#### [Exercise task]
Please write out everything from the line containing "query | rear tire" down to the end of the entries, swapping "put a dot on" for "place a marker on" and changing nothing else. Leave the pictures out.

Point placement entries:
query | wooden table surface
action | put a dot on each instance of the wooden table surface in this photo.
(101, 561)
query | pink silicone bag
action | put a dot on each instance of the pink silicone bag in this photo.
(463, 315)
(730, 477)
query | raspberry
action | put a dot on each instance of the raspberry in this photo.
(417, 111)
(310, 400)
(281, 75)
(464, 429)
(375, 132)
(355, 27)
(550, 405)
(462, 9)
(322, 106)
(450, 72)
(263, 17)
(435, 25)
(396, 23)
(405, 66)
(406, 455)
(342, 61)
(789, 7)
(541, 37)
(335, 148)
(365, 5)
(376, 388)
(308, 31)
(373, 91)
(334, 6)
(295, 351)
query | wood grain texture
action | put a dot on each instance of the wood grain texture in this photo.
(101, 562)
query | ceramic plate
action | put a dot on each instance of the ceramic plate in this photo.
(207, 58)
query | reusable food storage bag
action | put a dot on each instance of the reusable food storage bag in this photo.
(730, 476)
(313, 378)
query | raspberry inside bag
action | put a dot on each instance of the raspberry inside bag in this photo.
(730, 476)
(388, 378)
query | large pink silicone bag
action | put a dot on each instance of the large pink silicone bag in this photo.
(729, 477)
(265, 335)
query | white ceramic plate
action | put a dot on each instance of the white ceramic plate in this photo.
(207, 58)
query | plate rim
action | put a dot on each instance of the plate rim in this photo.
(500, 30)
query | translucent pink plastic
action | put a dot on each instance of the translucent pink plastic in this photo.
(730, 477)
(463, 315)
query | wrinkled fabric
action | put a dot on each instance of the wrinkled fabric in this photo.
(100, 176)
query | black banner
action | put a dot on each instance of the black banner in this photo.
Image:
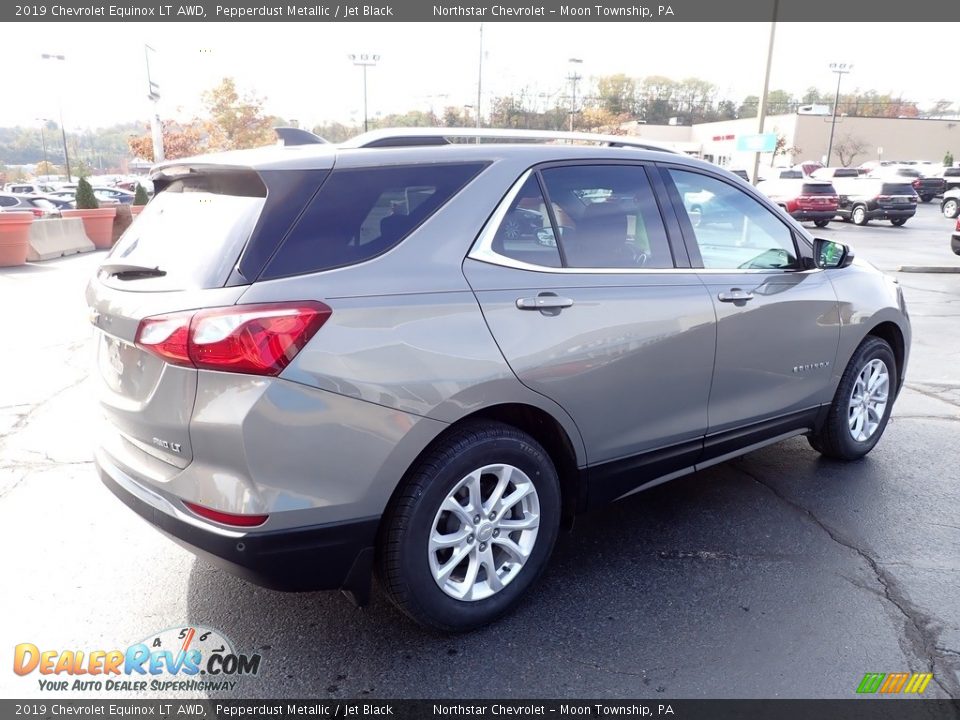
(858, 11)
(853, 709)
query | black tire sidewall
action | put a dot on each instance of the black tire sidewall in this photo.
(873, 349)
(427, 598)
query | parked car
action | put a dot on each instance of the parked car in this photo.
(927, 187)
(112, 194)
(832, 173)
(364, 371)
(950, 205)
(40, 207)
(951, 178)
(26, 188)
(871, 198)
(810, 200)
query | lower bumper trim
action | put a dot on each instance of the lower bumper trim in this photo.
(322, 557)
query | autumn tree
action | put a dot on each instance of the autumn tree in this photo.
(848, 148)
(45, 167)
(236, 121)
(180, 140)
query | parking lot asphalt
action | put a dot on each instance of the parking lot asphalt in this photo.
(778, 574)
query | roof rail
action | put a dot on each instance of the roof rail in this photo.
(288, 136)
(408, 136)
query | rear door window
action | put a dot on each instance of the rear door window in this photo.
(608, 217)
(818, 189)
(361, 213)
(897, 189)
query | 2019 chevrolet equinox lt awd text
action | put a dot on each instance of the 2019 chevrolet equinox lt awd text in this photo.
(418, 357)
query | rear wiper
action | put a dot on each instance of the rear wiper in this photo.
(122, 271)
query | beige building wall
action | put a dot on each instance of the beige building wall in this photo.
(900, 138)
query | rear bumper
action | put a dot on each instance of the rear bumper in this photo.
(811, 215)
(320, 557)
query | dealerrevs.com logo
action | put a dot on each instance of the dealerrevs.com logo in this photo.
(191, 658)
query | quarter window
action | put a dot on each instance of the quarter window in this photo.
(360, 213)
(732, 230)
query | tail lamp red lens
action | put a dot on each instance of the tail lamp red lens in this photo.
(226, 518)
(254, 339)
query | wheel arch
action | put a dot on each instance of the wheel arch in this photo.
(891, 333)
(542, 427)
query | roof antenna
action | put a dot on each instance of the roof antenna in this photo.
(289, 136)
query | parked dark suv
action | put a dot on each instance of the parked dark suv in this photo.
(424, 357)
(868, 198)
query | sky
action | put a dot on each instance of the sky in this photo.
(303, 69)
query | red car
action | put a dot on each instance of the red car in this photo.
(810, 200)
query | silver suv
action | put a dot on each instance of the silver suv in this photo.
(424, 357)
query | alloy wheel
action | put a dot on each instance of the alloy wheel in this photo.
(484, 532)
(868, 400)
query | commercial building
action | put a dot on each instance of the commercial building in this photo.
(806, 136)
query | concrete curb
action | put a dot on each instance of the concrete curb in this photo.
(929, 268)
(56, 238)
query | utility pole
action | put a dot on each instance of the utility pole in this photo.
(840, 69)
(762, 109)
(365, 61)
(63, 133)
(480, 80)
(574, 78)
(153, 94)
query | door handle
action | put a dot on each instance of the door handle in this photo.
(735, 295)
(544, 302)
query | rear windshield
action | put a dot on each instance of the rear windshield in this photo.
(361, 213)
(818, 189)
(897, 189)
(194, 230)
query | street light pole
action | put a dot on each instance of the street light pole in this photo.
(364, 61)
(63, 133)
(840, 69)
(43, 144)
(574, 79)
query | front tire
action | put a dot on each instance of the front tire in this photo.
(471, 529)
(861, 406)
(859, 215)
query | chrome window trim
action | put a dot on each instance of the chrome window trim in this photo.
(483, 251)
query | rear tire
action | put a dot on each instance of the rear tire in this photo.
(842, 437)
(497, 564)
(859, 215)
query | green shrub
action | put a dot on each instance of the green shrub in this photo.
(86, 200)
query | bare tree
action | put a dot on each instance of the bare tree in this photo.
(849, 148)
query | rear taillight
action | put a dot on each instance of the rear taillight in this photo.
(226, 518)
(253, 339)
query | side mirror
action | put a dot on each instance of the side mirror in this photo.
(828, 254)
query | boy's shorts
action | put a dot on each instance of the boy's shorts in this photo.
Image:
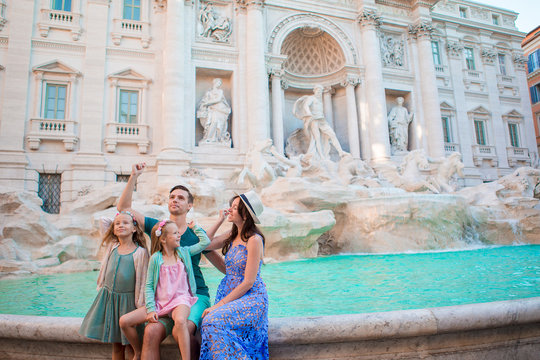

#### [Response to this task]
query | rear tire
action | place a marker on each instance of the rear tire in this photo.
(842, 437)
(497, 564)
(859, 215)
query | green shrub
action | place a marker on each instance of the green shrub in this photo.
(86, 200)
query | bare tree
action | place a marker on each instance of the bare tree in this photo.
(849, 148)
query | rear taillight
action | place a marker on each instance of the rear taillight in this photo.
(226, 518)
(253, 339)
query | side mirror
action | place a marker on each instance of the side mirror in this photo.
(828, 254)
query | boy's shorts
action | place a marker on each instance of the boy's shorts in this photo.
Image:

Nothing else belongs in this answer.